BEGIN INPUT

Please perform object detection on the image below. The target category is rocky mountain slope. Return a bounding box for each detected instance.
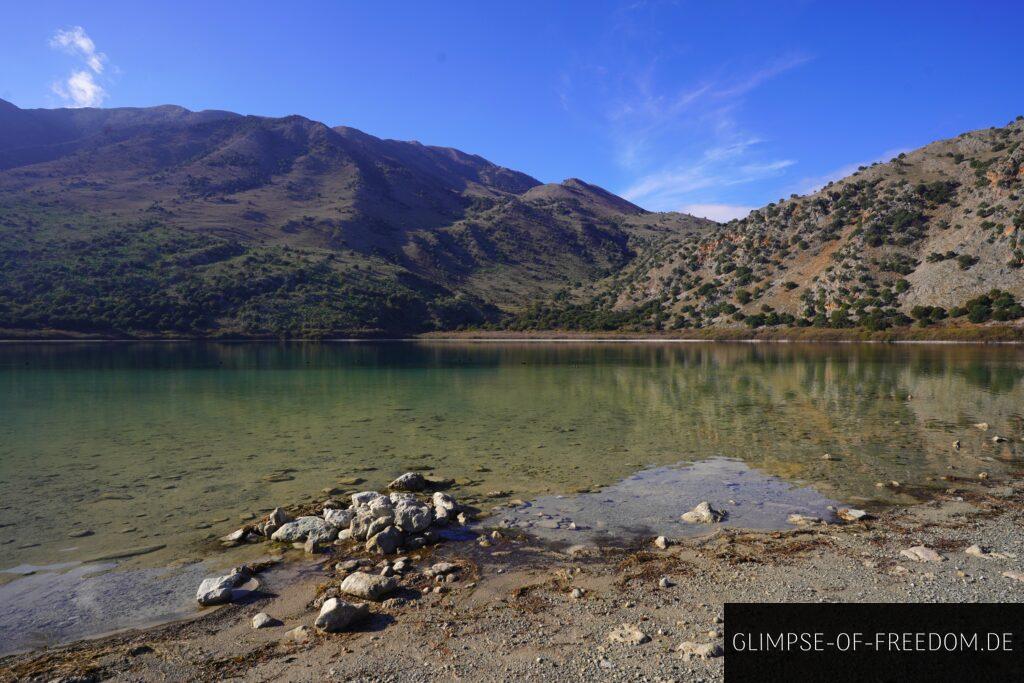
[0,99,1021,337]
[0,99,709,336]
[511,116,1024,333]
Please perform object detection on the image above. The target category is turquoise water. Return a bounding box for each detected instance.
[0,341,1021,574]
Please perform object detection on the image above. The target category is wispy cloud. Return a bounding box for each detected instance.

END INPUT
BEGIN INPUT

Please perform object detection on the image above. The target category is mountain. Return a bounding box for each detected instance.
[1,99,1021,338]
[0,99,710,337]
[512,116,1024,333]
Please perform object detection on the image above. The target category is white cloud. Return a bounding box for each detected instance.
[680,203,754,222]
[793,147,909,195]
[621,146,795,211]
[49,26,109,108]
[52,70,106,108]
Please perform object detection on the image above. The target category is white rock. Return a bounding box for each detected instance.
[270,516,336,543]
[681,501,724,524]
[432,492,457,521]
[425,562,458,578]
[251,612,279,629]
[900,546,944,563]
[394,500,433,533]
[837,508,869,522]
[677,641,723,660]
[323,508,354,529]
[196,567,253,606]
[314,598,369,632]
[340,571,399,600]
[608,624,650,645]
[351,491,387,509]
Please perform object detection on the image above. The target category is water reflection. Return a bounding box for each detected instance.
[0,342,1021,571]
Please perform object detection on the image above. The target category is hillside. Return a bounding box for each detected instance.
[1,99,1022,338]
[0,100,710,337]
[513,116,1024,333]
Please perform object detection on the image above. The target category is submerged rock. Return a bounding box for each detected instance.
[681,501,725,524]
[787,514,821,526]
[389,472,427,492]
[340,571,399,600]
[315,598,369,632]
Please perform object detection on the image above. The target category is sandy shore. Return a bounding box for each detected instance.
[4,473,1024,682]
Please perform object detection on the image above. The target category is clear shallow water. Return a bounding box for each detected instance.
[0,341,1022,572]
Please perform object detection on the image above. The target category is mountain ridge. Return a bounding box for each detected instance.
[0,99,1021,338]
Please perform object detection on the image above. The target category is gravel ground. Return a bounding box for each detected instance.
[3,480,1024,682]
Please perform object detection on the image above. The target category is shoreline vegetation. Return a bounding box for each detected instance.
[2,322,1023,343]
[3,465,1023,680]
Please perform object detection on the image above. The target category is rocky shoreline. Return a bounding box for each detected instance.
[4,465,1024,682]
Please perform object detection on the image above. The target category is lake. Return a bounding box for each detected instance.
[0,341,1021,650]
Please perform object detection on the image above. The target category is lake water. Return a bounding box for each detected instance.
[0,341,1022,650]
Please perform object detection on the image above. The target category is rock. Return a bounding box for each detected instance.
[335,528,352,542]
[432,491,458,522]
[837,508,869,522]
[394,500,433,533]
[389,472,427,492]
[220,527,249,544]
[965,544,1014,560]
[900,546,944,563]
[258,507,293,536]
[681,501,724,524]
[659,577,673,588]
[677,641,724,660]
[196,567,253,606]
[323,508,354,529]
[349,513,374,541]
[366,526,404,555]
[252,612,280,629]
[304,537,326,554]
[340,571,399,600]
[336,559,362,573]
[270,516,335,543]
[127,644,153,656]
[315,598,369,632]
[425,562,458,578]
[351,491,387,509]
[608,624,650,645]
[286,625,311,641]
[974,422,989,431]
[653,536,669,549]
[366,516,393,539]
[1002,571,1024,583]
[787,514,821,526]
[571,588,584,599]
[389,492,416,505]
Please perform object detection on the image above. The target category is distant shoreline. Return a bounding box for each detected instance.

END INPUT
BEGIN INPUT

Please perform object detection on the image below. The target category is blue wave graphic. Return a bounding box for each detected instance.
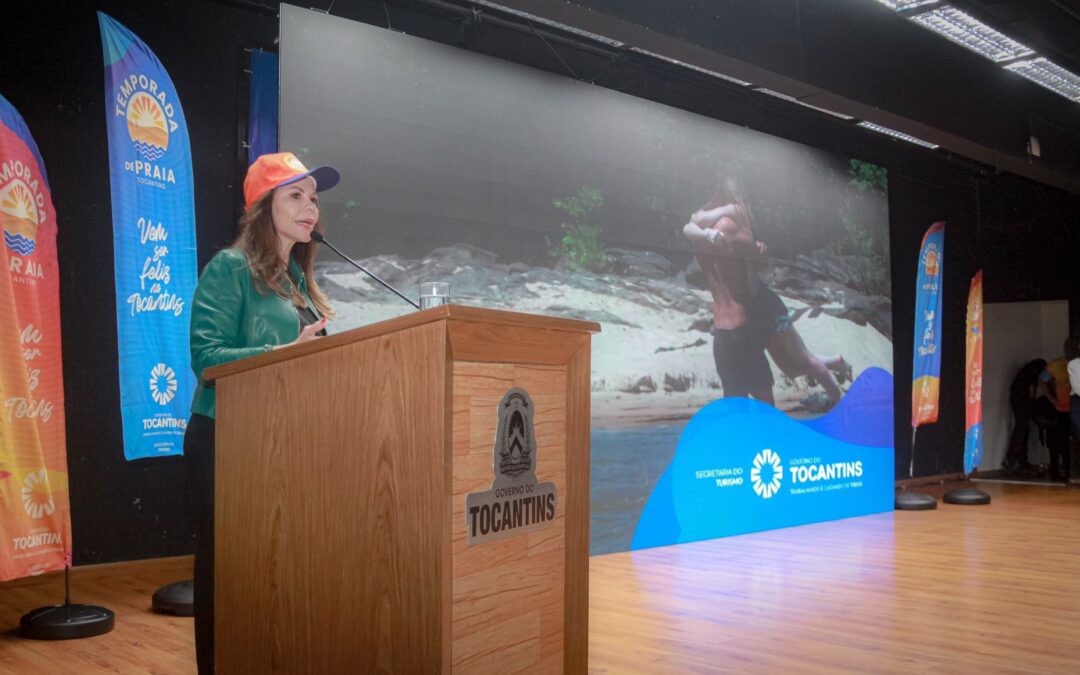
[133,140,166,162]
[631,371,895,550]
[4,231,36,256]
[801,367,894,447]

END INPUT

#### THE TASK:
From the records above, transcribe exactly the run of lines that opens with the line holding "is rocky shoreline." and closes with the line holding "category is distant", both included.

#### ANSWER TO THIS TASK:
Please perform object detection on the image above. The target category is rocky shoreline. Return a bounding box for each detected instance.
[4,465,1024,682]
Please perform object detection on the image above. The target category is lake. Return a bounding box for each detected instance.
[0,341,1021,650]
Please perform object detection on the image above. The target category is lake water. Return a bounding box for each detected instance.
[0,341,1022,650]
Please perform object detection on the image above. The target category is rock. Return a bounding box for each detected instance.
[335,528,352,542]
[432,491,458,522]
[837,508,869,522]
[394,500,433,533]
[389,472,427,492]
[220,527,249,544]
[965,544,1014,560]
[900,546,944,563]
[258,507,293,536]
[681,501,724,524]
[659,577,673,588]
[677,641,724,660]
[196,567,253,606]
[323,508,354,529]
[349,513,374,541]
[366,526,404,555]
[252,612,280,629]
[304,537,326,554]
[340,571,399,600]
[336,559,362,573]
[270,516,335,543]
[127,644,153,656]
[315,598,369,632]
[425,562,458,578]
[351,491,387,509]
[608,624,650,645]
[286,625,311,641]
[974,422,989,431]
[653,536,669,549]
[366,516,393,539]
[1002,571,1024,583]
[787,514,821,526]
[571,588,584,599]
[389,492,416,505]
Please perform object detection on the image above. The target category is distant shoreline. Return a bounding box for each detected instance.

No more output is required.